> **TEXTO FORNECIDO**
Mudar de país significa mudar a nossa visão de mundo, desbravar novos horizontes, ser exposto(a) a diferentes padrões culturais, de comportamento e também estéticos. No texto deste mês, falarei um pouco sobre minha saga de amor e ódio com o Design dinamarquês, um estilo de design baseado no funcionalismo que se desenvolveu na Dinamarca na metade do século passado e que até hoje é objeto de adoração por aqui.
Inicio minha narrativa com uma confissão: eu nunca fui uma pessoa discreta. Minha mãe conta que, quando eu tinha três anos, vi um par de botas vermelhas de couro em uma loja e fiz uma cena digna de ato final operesco até convencer (ou coagir pela vergonha) minha amada progenitora a comprá-las para mim. As botas eram dois números maiores que meus diminutos pés e desgastei todo o solado antes delas chegarem a caber perfeitamente, mas o episódio ilustra a minha natureza de viúva Porcina precoce.

> **TAREFA A**
Resuma em duas frases o texto sobre o design dinamarquês.
> **TAREFA B**
Segundo o texto sobre o design dinamarquês, quem muda de país fica exposto a padrões de quais tipos? Enumere todos.
> **TAREFA C**
Retome o texto sobre o design dinamarquês a partir do ponto em que ele para.
Os itens não têm nenhuma relação com o texto sobre o design dinamarquês.

> **DADOS FORNECIDOS**
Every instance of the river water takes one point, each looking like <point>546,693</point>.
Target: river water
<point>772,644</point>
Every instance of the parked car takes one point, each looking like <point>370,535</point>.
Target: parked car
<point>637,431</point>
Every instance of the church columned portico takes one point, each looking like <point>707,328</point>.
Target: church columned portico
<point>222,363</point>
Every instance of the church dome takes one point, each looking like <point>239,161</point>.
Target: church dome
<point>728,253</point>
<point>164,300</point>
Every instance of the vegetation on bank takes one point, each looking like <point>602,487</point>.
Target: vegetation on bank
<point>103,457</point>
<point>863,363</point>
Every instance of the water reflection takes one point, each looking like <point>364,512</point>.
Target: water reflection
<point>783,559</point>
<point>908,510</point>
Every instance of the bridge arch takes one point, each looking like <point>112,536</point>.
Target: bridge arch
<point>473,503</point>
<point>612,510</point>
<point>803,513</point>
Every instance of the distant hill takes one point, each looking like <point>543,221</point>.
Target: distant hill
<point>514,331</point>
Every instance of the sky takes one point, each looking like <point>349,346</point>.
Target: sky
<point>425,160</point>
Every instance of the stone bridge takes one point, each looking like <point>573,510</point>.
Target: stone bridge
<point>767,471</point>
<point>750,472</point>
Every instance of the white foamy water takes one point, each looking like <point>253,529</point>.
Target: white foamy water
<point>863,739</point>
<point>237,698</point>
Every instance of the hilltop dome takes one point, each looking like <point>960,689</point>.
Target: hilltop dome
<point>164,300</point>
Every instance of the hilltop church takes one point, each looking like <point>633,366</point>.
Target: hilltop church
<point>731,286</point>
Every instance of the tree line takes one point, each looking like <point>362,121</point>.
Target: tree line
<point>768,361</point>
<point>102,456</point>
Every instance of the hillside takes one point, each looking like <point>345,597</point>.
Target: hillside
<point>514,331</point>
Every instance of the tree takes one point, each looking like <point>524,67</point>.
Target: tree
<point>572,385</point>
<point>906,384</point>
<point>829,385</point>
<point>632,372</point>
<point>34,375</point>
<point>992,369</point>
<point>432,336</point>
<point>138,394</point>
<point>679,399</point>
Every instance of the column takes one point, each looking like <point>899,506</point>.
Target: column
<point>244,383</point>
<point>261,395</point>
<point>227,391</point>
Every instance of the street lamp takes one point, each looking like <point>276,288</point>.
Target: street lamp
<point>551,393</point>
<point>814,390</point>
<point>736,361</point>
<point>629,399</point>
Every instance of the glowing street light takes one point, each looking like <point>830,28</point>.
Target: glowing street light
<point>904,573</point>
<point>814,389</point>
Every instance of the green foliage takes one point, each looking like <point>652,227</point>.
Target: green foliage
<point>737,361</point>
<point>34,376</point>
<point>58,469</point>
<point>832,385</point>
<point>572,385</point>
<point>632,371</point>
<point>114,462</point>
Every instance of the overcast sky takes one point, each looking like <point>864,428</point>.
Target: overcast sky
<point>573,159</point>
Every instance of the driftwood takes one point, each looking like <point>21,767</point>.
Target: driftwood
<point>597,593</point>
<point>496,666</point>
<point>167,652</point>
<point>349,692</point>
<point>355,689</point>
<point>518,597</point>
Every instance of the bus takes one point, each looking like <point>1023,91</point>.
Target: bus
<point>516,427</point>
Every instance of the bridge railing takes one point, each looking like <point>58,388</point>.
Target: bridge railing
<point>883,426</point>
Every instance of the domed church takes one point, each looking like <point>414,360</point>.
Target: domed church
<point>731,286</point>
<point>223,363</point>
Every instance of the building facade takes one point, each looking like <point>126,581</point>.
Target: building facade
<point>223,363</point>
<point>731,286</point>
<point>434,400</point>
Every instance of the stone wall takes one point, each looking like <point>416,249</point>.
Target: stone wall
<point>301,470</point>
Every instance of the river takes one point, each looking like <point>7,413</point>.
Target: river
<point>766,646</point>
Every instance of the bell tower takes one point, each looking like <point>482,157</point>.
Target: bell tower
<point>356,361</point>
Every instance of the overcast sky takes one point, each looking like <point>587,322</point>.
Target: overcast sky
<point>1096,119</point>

* * *

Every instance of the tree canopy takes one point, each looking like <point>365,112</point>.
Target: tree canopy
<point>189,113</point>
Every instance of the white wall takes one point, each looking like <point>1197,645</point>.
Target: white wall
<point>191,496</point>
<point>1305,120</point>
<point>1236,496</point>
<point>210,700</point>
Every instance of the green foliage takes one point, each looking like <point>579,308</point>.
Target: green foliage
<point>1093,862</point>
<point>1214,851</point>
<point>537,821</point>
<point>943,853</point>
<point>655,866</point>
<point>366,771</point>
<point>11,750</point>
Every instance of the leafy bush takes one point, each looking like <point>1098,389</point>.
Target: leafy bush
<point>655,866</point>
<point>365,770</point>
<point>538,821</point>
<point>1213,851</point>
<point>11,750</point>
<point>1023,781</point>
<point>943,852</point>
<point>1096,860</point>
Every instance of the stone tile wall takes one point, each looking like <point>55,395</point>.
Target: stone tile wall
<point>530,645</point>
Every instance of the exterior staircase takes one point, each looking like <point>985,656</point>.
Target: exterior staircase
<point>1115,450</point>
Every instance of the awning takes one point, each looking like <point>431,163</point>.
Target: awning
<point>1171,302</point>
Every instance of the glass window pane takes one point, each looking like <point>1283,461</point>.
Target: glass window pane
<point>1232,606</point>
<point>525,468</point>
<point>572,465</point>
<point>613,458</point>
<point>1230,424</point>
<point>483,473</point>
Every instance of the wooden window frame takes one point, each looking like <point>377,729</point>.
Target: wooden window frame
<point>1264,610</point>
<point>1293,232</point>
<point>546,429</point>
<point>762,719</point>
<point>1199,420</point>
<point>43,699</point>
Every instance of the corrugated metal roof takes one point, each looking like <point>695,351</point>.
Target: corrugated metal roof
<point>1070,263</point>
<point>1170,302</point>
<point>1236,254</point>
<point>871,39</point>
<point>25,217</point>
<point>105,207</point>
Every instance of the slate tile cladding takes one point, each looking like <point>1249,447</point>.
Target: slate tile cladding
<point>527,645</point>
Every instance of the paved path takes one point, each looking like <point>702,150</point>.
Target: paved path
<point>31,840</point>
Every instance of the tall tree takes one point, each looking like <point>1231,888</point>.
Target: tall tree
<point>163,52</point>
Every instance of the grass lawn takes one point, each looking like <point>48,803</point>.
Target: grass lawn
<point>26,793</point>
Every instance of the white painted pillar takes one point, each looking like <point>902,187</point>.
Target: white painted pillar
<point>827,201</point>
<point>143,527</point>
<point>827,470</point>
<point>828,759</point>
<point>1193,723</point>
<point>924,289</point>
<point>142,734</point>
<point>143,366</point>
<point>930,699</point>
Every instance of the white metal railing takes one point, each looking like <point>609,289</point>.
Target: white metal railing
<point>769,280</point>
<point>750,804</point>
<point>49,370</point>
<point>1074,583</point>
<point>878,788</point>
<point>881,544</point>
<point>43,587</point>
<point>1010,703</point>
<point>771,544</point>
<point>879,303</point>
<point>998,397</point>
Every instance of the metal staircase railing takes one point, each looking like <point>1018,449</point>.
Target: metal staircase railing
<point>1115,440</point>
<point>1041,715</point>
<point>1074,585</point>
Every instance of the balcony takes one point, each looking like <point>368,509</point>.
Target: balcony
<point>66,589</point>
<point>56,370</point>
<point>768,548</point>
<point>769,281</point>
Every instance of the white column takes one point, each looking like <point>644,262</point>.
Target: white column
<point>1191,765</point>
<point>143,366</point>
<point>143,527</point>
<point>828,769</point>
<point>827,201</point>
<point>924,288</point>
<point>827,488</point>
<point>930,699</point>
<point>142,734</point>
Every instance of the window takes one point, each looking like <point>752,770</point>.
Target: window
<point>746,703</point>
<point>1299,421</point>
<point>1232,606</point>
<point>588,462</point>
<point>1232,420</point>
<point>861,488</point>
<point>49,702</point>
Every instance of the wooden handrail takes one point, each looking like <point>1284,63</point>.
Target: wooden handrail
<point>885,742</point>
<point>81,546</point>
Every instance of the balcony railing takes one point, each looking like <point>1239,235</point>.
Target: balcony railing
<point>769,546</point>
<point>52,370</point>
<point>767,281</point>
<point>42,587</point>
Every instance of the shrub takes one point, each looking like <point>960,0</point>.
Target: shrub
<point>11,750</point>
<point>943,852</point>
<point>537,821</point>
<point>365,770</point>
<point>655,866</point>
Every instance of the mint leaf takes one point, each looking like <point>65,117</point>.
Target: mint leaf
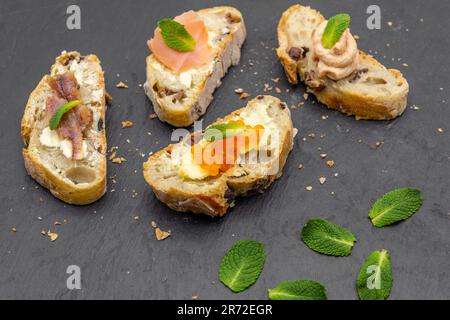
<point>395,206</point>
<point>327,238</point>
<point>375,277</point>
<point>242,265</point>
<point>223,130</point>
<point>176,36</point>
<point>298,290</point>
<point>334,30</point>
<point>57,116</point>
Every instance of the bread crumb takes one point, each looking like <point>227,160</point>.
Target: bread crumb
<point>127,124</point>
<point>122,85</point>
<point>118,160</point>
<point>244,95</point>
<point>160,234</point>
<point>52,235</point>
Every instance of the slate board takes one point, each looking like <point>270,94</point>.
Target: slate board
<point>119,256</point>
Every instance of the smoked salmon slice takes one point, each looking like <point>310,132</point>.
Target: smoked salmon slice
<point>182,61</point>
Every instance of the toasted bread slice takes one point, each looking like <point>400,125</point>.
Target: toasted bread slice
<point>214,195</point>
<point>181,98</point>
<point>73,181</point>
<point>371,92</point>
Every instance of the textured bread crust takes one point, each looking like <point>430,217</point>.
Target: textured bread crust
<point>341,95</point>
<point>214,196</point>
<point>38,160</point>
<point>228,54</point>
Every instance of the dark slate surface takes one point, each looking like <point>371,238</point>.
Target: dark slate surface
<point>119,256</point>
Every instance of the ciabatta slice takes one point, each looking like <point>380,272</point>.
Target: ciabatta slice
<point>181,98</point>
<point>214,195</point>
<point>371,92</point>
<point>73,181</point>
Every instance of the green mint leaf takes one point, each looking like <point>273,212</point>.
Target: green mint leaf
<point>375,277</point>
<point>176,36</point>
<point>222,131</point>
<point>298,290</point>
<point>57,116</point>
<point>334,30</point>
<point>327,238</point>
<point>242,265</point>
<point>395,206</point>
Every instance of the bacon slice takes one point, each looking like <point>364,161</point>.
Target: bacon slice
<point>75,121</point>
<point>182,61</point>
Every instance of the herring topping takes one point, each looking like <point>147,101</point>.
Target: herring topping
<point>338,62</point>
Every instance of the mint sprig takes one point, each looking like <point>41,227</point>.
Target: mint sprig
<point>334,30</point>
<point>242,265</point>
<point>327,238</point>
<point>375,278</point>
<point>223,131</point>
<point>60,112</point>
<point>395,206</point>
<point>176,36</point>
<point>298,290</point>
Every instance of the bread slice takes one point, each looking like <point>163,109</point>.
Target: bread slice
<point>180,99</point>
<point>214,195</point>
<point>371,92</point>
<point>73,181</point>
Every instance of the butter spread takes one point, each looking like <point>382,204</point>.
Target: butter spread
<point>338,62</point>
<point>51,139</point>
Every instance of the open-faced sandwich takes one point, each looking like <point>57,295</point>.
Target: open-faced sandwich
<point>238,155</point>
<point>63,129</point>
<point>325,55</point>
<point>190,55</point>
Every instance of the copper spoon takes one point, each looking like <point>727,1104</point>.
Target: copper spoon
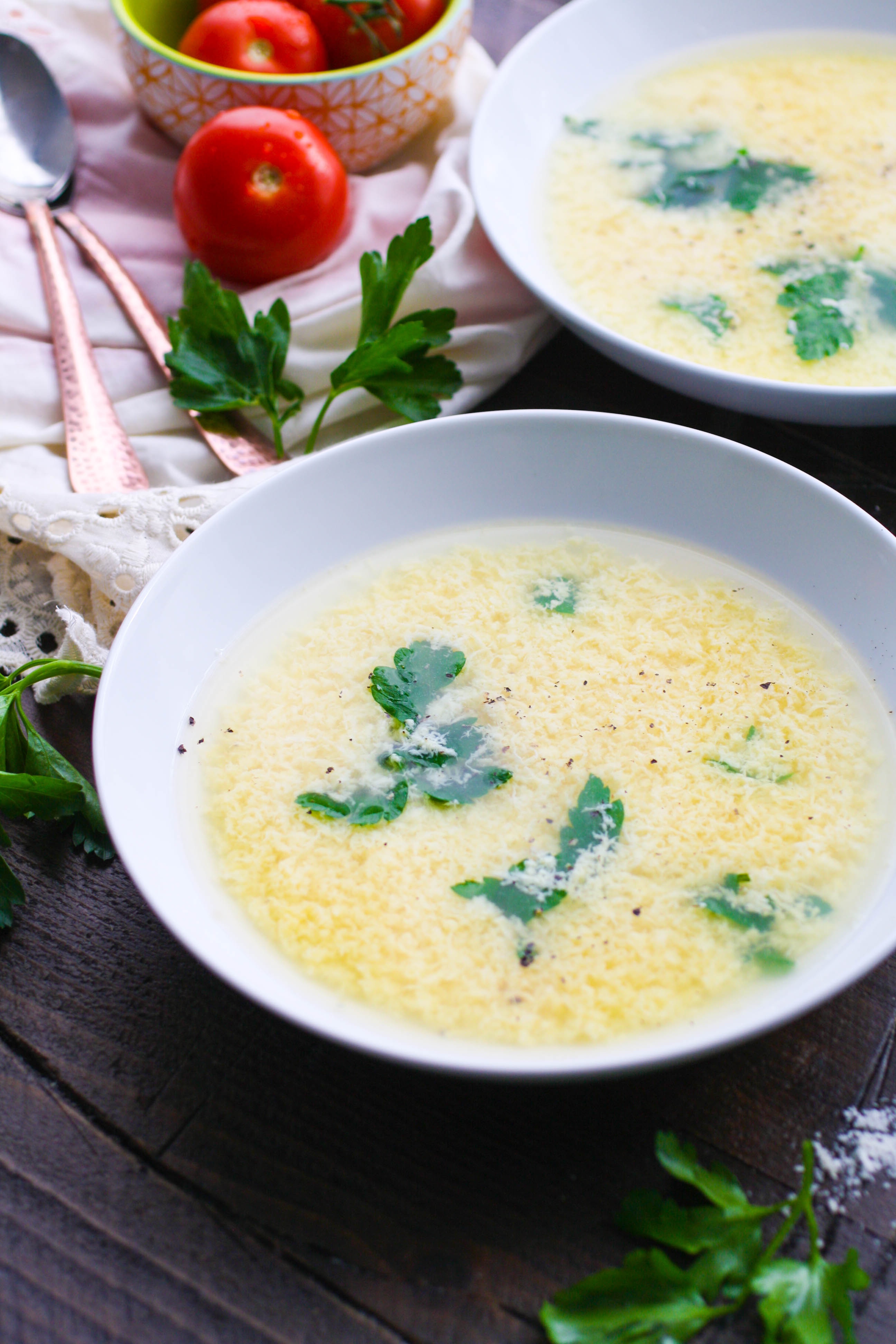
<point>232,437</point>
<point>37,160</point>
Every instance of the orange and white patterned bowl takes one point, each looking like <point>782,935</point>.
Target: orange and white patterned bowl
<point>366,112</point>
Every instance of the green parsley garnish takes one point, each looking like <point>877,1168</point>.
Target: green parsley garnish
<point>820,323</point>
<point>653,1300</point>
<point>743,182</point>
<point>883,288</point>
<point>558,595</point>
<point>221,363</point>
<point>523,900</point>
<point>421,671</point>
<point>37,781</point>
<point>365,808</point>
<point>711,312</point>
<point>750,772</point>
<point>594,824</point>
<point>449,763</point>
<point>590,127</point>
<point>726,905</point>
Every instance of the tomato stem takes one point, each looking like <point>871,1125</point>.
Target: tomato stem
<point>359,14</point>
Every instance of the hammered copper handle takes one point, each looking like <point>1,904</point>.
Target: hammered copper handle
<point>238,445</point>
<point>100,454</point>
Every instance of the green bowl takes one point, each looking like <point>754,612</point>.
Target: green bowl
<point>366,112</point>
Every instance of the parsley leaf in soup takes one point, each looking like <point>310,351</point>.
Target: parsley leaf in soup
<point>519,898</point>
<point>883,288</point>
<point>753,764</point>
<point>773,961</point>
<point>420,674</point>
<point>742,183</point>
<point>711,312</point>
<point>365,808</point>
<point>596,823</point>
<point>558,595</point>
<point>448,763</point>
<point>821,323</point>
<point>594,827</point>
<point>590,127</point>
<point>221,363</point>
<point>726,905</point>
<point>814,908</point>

...

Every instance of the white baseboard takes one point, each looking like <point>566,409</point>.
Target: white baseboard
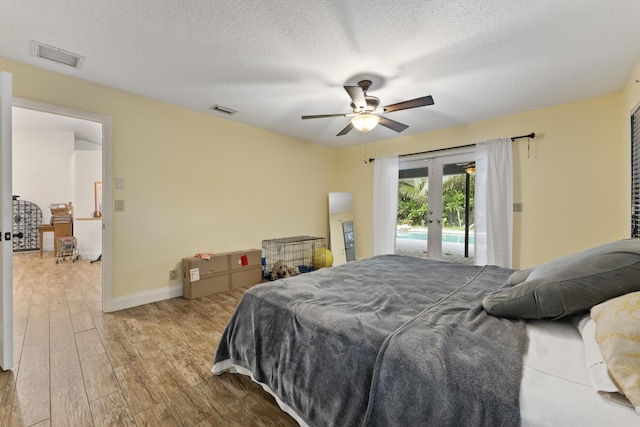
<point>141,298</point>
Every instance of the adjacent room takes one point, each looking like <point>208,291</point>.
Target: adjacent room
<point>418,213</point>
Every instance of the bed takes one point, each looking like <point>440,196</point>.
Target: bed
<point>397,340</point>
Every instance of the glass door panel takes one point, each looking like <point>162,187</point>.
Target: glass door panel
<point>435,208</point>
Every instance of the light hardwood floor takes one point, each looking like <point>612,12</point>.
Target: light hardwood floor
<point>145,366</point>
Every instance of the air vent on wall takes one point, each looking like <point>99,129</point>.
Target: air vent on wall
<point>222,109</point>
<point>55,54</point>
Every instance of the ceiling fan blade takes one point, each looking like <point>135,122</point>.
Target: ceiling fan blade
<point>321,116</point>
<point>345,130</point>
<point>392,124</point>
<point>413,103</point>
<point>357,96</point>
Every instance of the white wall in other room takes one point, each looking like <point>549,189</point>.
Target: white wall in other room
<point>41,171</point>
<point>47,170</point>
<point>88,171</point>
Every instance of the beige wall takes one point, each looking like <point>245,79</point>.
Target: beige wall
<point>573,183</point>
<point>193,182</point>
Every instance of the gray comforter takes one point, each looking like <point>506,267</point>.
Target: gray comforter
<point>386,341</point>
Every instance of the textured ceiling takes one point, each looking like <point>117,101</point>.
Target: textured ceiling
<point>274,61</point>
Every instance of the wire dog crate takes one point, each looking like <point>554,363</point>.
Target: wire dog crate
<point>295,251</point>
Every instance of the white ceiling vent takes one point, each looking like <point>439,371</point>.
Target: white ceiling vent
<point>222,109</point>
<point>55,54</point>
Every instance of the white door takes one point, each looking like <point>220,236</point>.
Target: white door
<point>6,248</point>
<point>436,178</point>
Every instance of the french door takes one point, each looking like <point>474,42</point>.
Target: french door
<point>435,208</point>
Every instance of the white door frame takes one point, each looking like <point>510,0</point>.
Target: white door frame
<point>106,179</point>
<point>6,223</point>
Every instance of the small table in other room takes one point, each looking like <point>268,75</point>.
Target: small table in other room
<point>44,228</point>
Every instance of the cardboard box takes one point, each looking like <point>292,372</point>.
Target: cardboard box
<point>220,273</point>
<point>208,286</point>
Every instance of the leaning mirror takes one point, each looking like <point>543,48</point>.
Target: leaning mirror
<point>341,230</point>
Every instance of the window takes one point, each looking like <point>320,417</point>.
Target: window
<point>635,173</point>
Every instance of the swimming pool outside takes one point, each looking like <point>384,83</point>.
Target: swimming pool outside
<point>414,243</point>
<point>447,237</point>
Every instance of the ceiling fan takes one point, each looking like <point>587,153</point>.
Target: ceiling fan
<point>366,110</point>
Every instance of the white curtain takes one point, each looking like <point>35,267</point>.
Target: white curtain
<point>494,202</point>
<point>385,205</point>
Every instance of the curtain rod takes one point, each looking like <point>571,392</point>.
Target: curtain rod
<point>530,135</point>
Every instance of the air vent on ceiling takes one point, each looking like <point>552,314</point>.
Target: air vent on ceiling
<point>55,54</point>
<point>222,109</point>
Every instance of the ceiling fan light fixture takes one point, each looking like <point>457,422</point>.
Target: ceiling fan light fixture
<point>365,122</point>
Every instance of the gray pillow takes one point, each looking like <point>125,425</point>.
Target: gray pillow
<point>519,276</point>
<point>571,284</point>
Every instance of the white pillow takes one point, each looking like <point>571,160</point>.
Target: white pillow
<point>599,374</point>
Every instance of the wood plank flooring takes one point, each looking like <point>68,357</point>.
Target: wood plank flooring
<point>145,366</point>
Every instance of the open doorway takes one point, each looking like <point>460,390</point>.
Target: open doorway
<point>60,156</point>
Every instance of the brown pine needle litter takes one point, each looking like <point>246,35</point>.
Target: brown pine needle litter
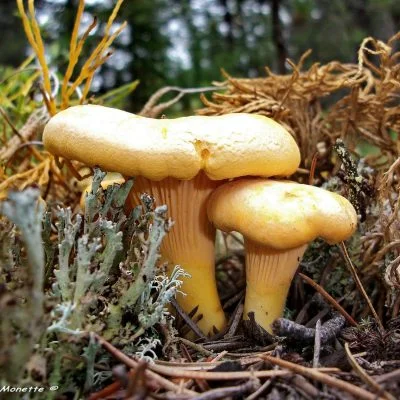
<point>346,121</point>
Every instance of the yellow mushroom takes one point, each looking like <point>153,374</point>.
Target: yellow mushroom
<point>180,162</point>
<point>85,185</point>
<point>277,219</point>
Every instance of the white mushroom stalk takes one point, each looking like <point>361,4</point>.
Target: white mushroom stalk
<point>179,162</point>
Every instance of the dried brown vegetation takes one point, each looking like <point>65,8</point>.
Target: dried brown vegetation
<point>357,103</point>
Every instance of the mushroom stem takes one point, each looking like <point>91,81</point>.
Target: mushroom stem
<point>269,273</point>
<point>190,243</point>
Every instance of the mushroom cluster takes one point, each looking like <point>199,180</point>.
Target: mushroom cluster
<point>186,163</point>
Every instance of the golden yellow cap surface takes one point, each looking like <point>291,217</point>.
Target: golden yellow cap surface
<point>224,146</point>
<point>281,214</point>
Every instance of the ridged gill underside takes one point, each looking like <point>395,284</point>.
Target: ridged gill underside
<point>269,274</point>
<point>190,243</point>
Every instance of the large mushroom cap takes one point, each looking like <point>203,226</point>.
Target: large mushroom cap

> **RESPOSTA A**
Mudar de país muda a visão de mundo e expõe a diferentes padrões culturais, de comportamento e estéticos, e o texto anuncia um relato da relação de amor e ódio de quem escreve com o design dinamarquês, estilo baseado no funcionalismo surgido na Dinamarca em meados do século passado e ainda hoje adorado ali. O relato começa com a confissão de nunca ter sido uma pessoa discreta, ilustrada pelo episódio em que, aos três anos, quem escreve fez uma cena numa loja até conseguir um par de botas vermelhas de couro dois números maiores que os seus pés.

> **RESPOSTA B**
culturais; de comportamento; estéticos

> **RESPOSTA C**
Os anos se passaram e eu continuei fiel à minha essência, que foi posteriormente traduzida na decoração da minha casa no Brasil em algo que poderia ser classificado como linha circense-folk-over de design: uma profusão de cores, uma junção sem fim de objetos únicos e de valor sentimental, misturando quadros irreverentes com a mobília herdada da tia-avó. Minha casa, mesmo que desconjuntada, tinha jeito de Brasil: colorida, alegre, diversa e despreocupada. Então, aos trinta anos, mudei-me para a Dinamarca, e minha odisseia de adaptação cultural incluiu me adaptar também a um novo padrão estético em termos de design de interiores, uma experiência dolorosamente divertida na qual aprendi muito não só sobre o Danish Design, mas também sobre a mentalidade dos dinamarqueses.
Na primeira vez em que fui visitar um casal de amigos aqui, fiquei surpresa e encantada com a organização e utilizacão inteligente do espaço, e com a aura de leveza e conforto do lugar: paredes brancas eram discretamente guarnecidas por gravuras em tons de cinza e pastel; móveis antigos e sólidos foram lixados para expor partes dos veios naturais da madeira ; um grande e aconchegante sofá cinza provia acomodação, complementado por cadeiras antigas acolchoadas com pelegos de ovelha ou mantas de lã; vasos com listras forneciam pontos de cor, complementando um conjunto de vasos mais neutros, e tudo isso era banhado por uma luz macia e delicada que emanava de diversas e belas luminárias.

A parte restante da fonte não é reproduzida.